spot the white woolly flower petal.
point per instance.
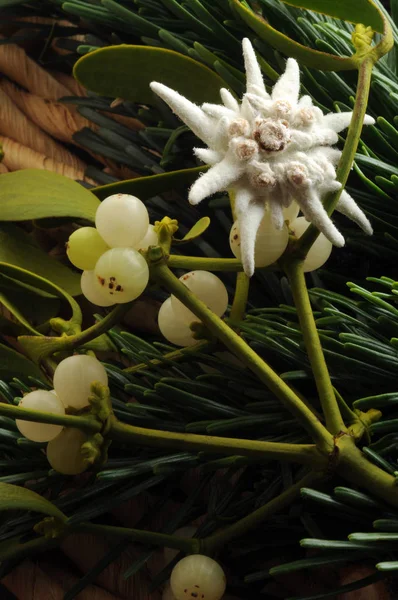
(228, 100)
(208, 156)
(288, 85)
(201, 124)
(250, 211)
(269, 149)
(252, 68)
(313, 210)
(217, 179)
(246, 110)
(276, 210)
(305, 102)
(218, 111)
(348, 207)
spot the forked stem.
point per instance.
(162, 274)
(331, 411)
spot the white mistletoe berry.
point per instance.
(269, 149)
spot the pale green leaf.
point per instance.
(13, 497)
(147, 187)
(197, 230)
(126, 71)
(18, 249)
(35, 194)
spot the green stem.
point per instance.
(205, 264)
(357, 470)
(220, 539)
(162, 274)
(87, 424)
(240, 299)
(305, 454)
(330, 407)
(187, 545)
(350, 147)
(40, 348)
(349, 416)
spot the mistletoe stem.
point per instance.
(330, 407)
(305, 454)
(348, 155)
(240, 299)
(87, 424)
(205, 264)
(162, 274)
(220, 539)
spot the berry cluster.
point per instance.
(114, 271)
(271, 243)
(174, 318)
(72, 387)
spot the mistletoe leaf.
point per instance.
(13, 497)
(36, 194)
(196, 231)
(17, 249)
(111, 72)
(147, 187)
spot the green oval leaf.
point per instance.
(35, 194)
(13, 364)
(197, 230)
(147, 187)
(29, 309)
(18, 249)
(355, 11)
(13, 497)
(305, 55)
(126, 71)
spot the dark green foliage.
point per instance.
(203, 392)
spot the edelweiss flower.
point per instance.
(269, 150)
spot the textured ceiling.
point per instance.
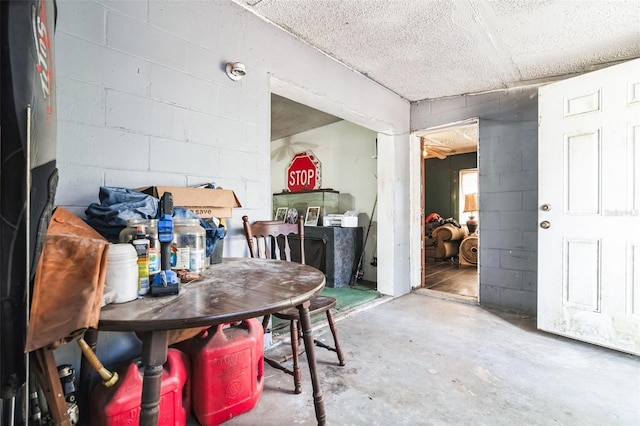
(426, 49)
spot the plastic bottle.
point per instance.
(141, 243)
(188, 246)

--------

- Directions
Reproduce the whole listing above word for word, omitting the pictures.

- Written response
spot the white woolly flower petal.
point per instance.
(228, 100)
(208, 156)
(288, 85)
(201, 124)
(250, 211)
(269, 149)
(252, 68)
(313, 210)
(217, 179)
(246, 110)
(276, 210)
(305, 102)
(218, 111)
(348, 207)
spot the forked stem.
point per instance.
(162, 274)
(331, 411)
spot the white mistletoe berry.
point per instance.
(269, 149)
spot the pale green leaf.
point per instance.
(13, 497)
(147, 187)
(197, 230)
(126, 71)
(18, 249)
(35, 194)
spot the green stem.
point per instance.
(205, 264)
(357, 470)
(220, 539)
(162, 274)
(87, 424)
(240, 299)
(305, 454)
(330, 407)
(187, 545)
(350, 147)
(40, 348)
(349, 416)
spot the mistletoe stem.
point per instance.
(330, 407)
(305, 454)
(348, 155)
(240, 299)
(87, 424)
(205, 264)
(162, 274)
(220, 539)
spot the berry cluster.
point per instance.
(114, 271)
(271, 243)
(174, 318)
(72, 387)
spot the mistletoe leaf.
point per instance.
(13, 497)
(36, 194)
(196, 231)
(17, 249)
(111, 72)
(147, 187)
spot the green oval leaf.
point per instance.
(35, 194)
(13, 364)
(197, 230)
(147, 187)
(29, 309)
(18, 249)
(355, 11)
(13, 497)
(305, 55)
(126, 71)
spot the dark green foliage.
point per instance.
(203, 392)
spot the edelweiss flower.
point per instance.
(269, 150)
spot the textured ceiling.
point per instance.
(426, 49)
spot the plastic bottle.
point per instance.
(141, 243)
(188, 246)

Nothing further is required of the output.